• [Problem statement]: Will you quote the text on the Re S child abduction ruling between "In August 2011" and "by a parent.", inclusive, word for word?

* Begin Document section *

In August 2011 the Judge refused the father’s application for the child to be returned to Australia under the 1980 Hague Abduction Convention.
In October 2011, however, the Court of Appeal ordered W’s immediate return on the basis that there were nothing more than disputed allegations to support the mother’s defence. A question also arose about the correct approach to the subjective perceptions of risk held by a parent.
The Supreme Court unanimously allowed the mother’s appeal against this decision. In Re S (A child), the Supreme Court held that the terms of Article 13(b) of the Convention were plain, that they needed neither elaboration nor gloss; and that, by themselves, they demonstrated the restricted availability of the defence. Where disputed allegations of domestic abuse were made, the Court should first ask whether, if they were true, there would be a grave risk that the child would placed in an intolerable situation; and if so, the court must then ask how the child could be protected against the risk.
The Supreme Court ruled that the judgment as to the level of risk had been one for the judge at first instance, and should not have been overturned unless, whether by reference to the law or to the evidence, it had not been open to the judge to make it.
The mother will now be able to remain in England with her son.
Jane Chanot, Director at Hartnell Chanot, comments: “This decision gives lawyers further guidance as to what circumstances may afford a defence to returning a child to their place of usual residence or habitual residence. The intention of the Hague Convention is to return children promptly to their place of habitual residence where the Court in that country should address any issues arising in relation to the child. This decision may suggest that the bar has been lowered in some way and that parents who want to raise a defence of their own anxieties and the consequences arising from return giving rise to an intolerable situation for the child, will succeed.”
She adds: “It is evident that all such cases will require careful assessment by the Court of the Respondent’s evidence, both objective and subjective, having regard to the wording of the defence before the Court can be satisfied that its discretion should be exercised.”

* End Document section *
* Begin Entries shown *

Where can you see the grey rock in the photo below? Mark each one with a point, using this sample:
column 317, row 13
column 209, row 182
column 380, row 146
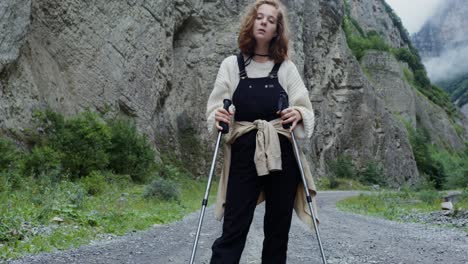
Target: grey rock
column 14, row 25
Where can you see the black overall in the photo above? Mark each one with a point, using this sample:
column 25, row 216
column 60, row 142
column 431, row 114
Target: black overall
column 257, row 98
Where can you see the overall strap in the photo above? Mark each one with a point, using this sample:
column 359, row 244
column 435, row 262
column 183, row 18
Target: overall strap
column 274, row 72
column 241, row 64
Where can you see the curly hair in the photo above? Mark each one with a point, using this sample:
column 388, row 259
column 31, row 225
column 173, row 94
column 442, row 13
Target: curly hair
column 279, row 45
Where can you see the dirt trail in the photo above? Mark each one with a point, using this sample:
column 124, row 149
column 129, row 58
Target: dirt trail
column 347, row 238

* End Entries shown *

• [Solution for this exercise]:
In August 2011 the Judge refused the father’s application for the child to be returned to Australia under the 1980 Hague Abduction Convention.
In October 2011, however, the Court of Appeal ordered W’s immediate return on the basis that there were nothing more than disputed allegations to support the mother’s defence. A question also arose about the correct approach to the subjective perceptions of risk held by a parent.